-- START OF PROVIDED TEXT --

Walsender may fail to send wal to the end. - Mailing list pgsql-hackers

From Kyotaro Horiguchi
Subject Walsender may fail to send wal to the end.
Date
Msg-id 20210326.182014.298226099985413968.horikyota.ntt@gmail.com
Whole thread Raw
Responses Re: Walsender may fail to send wal to the end.  (Andres Freund <andres@anarazel.de>)
List pgsql-hackers
Hello, I happened to see a doubious behavior of walsender.

On a replication set with wal_keep_size/(segments) = 0, running the
following command on the primary causes walsender to fail to send up
to the final shutdown checkpoint record to the standby.

(create table t in advance)

psql -c 'insert into t values(0); select pg_switch_wal();'; pg_ctl stop

The primary complains like this:

2021-03-26 17:59:29.324 JST [checkpointer][140697] LOG:  shutting down
2021-03-26 17:59:29.387 JST [walsender][140816] ERROR:  requested WAL segment 000000010000000000000032 has already been
removed
2021-03-26 17:59:29.387 JST [walsender][140816] STATEMENT:  START_REPLICATION 0/32000000 TIMELINE 1
2021-03-26 17:59:29.394 JST [postmaster][140695] LOG:  database system is shut down

This is because XLogSendPhysical detects removal of the wal segment
currently reading by shutdown checkpoint.  However, there' no fear of
overwriting of WAL segments at the time.

So I think we can omit the call to CheckXLogRemoved() while
MyWalSnd->state is WALSNDSTTE_STOPPING because the state comes after
the shutdown checkpoint completes.

-- END OF PROVIDED TEXT --
-- START OF DATA LISTING --

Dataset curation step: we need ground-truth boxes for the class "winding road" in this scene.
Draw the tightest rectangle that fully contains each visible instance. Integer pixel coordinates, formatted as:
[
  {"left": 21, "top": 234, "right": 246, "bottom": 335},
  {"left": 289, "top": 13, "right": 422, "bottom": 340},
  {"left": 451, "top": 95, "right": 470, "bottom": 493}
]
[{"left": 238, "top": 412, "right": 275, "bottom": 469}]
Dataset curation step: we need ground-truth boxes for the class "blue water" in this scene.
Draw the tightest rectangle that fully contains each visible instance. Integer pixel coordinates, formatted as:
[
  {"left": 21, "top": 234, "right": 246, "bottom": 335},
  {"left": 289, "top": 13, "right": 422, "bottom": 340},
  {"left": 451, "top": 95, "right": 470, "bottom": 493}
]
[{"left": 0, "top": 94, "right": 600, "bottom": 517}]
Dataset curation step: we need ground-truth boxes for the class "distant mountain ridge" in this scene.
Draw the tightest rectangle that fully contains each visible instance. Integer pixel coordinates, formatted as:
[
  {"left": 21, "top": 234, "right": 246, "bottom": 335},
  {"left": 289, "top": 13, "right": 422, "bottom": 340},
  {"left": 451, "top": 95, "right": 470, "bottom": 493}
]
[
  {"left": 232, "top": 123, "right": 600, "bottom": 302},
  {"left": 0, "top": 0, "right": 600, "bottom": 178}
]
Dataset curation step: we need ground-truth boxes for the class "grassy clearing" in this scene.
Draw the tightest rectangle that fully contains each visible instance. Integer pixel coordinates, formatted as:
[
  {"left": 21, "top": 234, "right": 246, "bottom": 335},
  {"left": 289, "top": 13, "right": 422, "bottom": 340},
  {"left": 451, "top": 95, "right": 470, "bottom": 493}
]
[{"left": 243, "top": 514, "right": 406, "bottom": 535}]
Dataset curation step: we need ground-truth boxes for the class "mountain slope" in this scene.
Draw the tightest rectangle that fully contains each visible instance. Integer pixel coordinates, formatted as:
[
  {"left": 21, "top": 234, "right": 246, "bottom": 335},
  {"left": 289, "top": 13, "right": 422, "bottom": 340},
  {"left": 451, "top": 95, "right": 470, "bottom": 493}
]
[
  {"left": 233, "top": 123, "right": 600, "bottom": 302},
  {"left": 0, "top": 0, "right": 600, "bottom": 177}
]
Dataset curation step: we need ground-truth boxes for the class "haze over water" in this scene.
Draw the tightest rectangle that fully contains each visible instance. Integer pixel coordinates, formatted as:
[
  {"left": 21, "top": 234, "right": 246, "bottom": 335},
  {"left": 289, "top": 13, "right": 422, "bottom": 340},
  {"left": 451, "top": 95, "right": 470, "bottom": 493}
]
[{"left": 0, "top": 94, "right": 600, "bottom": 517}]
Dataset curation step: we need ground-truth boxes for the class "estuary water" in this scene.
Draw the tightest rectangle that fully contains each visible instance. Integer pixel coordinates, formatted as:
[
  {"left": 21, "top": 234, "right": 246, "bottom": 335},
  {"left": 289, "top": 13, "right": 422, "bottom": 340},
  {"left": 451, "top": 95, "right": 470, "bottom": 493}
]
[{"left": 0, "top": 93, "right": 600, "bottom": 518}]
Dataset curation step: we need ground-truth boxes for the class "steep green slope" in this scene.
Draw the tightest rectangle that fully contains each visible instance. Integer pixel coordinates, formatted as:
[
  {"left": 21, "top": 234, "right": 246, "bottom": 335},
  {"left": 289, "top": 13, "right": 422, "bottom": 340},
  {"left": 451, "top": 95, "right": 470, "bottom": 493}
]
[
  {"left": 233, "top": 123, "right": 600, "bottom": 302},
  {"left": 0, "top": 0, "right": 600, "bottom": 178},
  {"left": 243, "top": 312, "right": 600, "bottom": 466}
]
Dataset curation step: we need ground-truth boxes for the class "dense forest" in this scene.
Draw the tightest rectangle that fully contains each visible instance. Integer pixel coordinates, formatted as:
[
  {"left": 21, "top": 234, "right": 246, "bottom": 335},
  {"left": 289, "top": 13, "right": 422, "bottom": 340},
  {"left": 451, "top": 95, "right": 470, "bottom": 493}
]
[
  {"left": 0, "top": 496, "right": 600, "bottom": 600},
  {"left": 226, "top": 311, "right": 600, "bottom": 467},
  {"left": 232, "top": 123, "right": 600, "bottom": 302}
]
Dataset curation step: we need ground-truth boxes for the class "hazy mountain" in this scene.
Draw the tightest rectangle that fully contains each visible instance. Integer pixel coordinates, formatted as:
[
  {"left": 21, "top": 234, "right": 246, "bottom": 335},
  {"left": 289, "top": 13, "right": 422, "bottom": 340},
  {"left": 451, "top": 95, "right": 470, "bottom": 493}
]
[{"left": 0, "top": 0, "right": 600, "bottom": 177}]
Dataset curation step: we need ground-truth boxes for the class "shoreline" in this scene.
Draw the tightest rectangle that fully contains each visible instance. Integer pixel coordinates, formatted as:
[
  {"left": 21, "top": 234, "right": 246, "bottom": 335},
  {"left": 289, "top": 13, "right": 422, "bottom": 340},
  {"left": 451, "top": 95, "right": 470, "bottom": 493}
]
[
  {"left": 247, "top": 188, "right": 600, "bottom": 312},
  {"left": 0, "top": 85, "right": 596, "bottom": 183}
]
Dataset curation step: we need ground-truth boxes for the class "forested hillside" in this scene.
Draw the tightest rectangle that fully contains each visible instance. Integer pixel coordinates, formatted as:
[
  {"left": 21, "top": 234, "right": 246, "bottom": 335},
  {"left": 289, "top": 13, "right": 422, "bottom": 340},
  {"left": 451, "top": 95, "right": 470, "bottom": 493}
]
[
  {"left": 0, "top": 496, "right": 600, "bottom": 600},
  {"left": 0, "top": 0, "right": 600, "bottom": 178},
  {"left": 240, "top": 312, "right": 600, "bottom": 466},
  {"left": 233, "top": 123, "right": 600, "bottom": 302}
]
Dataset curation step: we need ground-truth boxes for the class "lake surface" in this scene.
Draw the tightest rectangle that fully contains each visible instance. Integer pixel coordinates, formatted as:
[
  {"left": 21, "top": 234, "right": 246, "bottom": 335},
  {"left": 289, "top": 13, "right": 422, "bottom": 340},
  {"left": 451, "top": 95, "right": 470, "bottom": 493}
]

-- END OF DATA LISTING --

TASK LIST
1. In the mailing-list post about walsender, why does the author believe the call to CheckXLogRemoved() can be skipped while the walsender is in its stopping state?
2. Continue the mailing-list post about walsender failing to send WAL, starting after its final sentence.

RESULTS BY TASK
1. The stopping state is reached only after the shutdown checkpoint completes. At that point there is no danger of WAL segments being overwritten, so the removal check is unnecessary.

2.
Of course that doesn't help if walsender was running two segments
behind. There still could be a small window for the failure.  But it's
a great help to save the case of just 1 segment behind.

Is it worth fixing?

regards.

-- 
Kyotaro Horiguchi
NTT Open Source Software Center
diff --git a/src/backend/replication/walsender.c b/src/backend/replication/walsender.c
index 23baa4498a..4b1e0cf9c5 100644
--- a/src/backend/replication/walsender.c
+++ b/src/backend/replication/walsender.c
@@ -2755,9 +2755,18 @@ retry:
                  &errinfo))
         WALReadRaiseError(&errinfo);
 
-    /* See logical_read_xlog_page(). */
-    XLByteToSeg(startptr, segno, xlogreader->segcxt.ws_segsize);
-    CheckXLogRemoved(segno, xlogreader->seg.ws_tli);
+    /*
+     * See logical_read_xlog_page().  However, there's a case where we're
+     * reading the segment which is removed/recycled by shutdown checkpoint.
+     * We continue to read it in that case because 1) It's safe because no wal
+     * activity happens after shutdown checkpoint completes, 2) We need to do
+     * our best to send WAL up to the shutdown checkpoint record.
+     */
+    if (MyWalSnd->state < WALSNDSTATE_STOPPING)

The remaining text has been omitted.